Try it
Return only the final portion of the entries: the line with "Task: locate the main" and every line after it, each one exact.

Input data
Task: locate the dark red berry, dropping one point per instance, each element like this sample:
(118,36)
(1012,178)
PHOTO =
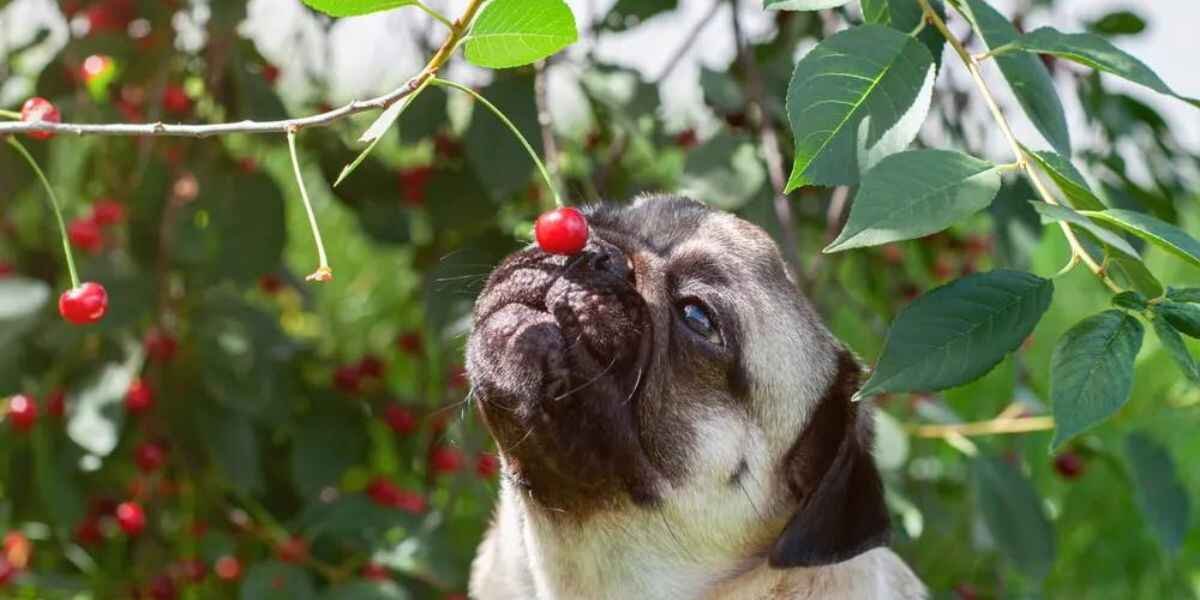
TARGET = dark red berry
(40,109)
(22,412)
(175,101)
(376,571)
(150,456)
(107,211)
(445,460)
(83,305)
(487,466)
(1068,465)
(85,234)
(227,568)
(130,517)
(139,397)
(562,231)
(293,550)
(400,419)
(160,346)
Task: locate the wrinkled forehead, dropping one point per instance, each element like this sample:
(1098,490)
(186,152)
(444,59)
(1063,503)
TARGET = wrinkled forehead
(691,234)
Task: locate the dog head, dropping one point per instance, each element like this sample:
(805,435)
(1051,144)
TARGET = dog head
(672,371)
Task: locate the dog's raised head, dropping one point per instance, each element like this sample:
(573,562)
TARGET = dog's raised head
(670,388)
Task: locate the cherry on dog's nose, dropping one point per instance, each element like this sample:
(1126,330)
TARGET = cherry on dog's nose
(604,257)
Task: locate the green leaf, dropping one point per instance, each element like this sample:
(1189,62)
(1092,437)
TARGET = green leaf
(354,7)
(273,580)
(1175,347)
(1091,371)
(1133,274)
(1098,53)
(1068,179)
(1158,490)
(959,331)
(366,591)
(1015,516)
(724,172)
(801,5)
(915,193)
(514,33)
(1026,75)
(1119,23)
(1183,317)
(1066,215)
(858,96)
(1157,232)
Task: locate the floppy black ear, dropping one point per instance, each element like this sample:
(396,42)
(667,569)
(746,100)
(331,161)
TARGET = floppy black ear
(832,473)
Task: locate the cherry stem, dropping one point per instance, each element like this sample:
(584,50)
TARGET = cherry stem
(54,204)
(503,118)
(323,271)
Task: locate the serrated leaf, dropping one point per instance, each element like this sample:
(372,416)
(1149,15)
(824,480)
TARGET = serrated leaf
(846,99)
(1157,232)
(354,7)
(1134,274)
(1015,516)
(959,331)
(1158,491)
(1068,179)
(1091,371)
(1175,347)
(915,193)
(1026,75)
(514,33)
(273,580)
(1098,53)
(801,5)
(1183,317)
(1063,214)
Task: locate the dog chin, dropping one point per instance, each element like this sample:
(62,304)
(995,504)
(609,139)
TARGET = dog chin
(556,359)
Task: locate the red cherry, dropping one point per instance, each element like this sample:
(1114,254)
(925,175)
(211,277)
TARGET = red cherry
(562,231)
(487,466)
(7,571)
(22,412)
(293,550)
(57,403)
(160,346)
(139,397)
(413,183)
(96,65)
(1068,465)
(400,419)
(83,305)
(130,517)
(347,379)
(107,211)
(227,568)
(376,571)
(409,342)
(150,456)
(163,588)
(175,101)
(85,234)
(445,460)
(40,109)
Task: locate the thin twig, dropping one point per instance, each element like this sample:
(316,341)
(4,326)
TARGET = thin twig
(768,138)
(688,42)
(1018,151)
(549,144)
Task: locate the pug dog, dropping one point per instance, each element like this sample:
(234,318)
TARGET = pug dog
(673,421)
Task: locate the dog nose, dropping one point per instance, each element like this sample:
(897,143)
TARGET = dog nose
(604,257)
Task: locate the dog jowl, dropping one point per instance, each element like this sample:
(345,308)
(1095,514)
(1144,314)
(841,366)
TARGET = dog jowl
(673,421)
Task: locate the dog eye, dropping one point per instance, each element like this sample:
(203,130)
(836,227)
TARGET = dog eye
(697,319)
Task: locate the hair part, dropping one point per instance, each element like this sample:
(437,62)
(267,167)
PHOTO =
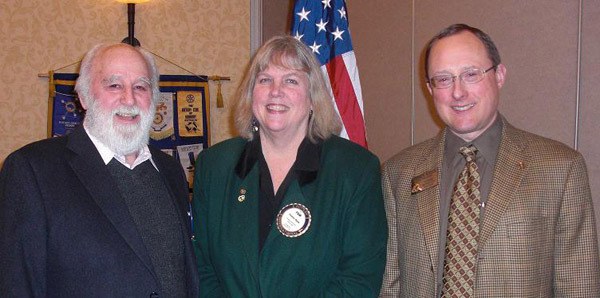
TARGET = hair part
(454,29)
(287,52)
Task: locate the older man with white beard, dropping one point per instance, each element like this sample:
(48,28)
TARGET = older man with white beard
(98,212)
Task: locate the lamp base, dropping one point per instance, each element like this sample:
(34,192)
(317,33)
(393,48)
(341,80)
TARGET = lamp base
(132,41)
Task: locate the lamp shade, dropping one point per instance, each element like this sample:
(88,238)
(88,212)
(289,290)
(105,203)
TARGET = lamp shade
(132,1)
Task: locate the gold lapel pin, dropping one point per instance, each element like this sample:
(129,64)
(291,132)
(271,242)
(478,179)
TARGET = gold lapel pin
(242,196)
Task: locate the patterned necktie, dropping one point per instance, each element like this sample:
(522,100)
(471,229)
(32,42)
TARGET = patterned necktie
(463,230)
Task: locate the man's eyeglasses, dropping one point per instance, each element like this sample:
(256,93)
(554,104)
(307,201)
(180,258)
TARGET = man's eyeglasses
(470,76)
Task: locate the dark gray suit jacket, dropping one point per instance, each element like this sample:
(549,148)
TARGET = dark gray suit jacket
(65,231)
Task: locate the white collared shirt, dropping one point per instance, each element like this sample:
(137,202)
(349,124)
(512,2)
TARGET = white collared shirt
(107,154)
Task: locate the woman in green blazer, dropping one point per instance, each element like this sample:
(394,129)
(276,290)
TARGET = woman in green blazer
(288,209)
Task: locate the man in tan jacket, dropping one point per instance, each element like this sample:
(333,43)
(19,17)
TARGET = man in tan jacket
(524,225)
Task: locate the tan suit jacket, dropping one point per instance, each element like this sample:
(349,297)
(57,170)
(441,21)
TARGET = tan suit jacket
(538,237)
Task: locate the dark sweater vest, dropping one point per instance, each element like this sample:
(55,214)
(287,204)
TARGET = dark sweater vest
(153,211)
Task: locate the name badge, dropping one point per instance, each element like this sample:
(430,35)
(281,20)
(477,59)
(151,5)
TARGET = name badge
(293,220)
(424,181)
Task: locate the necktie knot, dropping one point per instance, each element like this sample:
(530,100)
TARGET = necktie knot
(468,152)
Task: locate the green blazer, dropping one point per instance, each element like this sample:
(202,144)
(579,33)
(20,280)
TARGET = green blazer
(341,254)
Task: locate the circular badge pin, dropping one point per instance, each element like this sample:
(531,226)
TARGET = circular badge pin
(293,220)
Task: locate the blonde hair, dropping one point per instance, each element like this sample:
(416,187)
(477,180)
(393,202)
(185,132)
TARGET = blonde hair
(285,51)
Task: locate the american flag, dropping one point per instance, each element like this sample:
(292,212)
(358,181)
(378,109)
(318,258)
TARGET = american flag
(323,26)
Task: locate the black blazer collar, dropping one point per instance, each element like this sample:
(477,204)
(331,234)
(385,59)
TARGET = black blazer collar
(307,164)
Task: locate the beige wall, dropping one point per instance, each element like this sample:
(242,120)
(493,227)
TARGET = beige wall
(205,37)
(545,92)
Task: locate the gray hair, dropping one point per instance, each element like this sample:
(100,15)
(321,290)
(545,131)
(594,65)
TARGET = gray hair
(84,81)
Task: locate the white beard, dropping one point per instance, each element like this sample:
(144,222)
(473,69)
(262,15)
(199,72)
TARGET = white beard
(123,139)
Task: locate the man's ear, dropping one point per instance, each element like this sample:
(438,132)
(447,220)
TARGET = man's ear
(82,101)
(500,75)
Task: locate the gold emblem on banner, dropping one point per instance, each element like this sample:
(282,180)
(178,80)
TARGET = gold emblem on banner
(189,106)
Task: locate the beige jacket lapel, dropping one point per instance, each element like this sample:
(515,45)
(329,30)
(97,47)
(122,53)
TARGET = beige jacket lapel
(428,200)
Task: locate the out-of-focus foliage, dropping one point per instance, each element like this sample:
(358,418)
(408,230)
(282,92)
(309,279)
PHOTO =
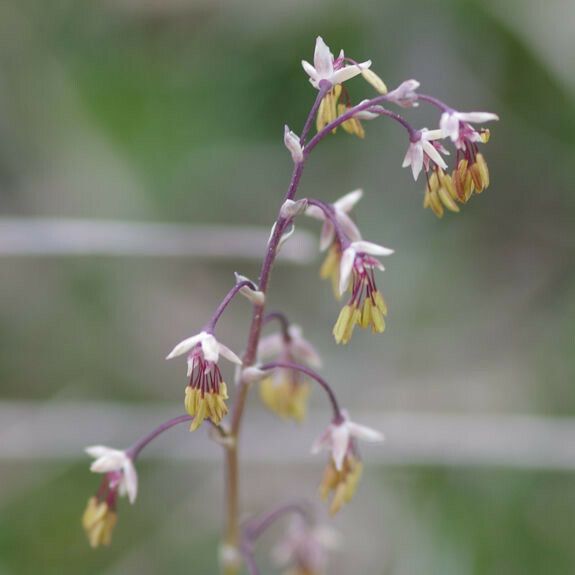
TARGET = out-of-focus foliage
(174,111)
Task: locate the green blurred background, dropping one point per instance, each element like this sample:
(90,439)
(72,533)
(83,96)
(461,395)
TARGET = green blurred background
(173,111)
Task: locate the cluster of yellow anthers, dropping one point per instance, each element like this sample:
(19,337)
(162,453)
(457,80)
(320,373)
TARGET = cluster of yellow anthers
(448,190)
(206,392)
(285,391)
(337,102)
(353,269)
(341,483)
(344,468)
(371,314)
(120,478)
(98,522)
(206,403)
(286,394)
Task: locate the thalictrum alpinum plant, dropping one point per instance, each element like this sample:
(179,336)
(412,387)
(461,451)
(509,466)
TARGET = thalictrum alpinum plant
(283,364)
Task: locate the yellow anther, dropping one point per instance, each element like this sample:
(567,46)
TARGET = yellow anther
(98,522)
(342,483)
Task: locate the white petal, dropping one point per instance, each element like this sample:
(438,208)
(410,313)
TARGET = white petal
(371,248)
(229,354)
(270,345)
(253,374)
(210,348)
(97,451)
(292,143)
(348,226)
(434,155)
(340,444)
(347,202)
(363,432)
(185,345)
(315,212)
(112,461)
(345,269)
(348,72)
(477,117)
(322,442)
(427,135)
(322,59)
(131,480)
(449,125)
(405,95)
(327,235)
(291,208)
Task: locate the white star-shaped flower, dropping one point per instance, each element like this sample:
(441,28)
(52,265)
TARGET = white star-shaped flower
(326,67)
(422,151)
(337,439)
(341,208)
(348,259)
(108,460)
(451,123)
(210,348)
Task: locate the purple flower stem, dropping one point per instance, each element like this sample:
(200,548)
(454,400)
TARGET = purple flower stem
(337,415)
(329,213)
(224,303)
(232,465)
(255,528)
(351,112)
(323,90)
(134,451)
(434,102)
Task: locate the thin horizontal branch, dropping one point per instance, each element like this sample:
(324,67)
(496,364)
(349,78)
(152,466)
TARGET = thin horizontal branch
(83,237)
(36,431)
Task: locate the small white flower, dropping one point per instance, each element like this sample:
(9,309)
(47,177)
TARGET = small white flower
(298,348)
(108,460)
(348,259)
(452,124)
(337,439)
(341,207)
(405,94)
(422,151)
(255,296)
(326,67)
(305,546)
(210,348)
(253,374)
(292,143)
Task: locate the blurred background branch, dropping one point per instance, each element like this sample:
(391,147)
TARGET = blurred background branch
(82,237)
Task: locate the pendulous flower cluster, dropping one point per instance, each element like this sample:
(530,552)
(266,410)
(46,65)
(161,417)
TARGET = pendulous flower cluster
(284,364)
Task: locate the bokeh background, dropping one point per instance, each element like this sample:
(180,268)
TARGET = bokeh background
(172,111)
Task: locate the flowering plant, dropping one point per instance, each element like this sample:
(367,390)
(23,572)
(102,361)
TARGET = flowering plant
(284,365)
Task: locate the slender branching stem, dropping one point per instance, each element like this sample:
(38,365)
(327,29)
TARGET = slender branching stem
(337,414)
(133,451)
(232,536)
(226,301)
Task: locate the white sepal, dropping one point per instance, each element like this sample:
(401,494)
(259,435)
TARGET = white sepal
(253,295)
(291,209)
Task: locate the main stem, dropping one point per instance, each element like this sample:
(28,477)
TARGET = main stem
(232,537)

Written response
Task: locate the main stem, dropping one point per instance, each element like this sample:
(28,477)
TARGET = main stem
(232,537)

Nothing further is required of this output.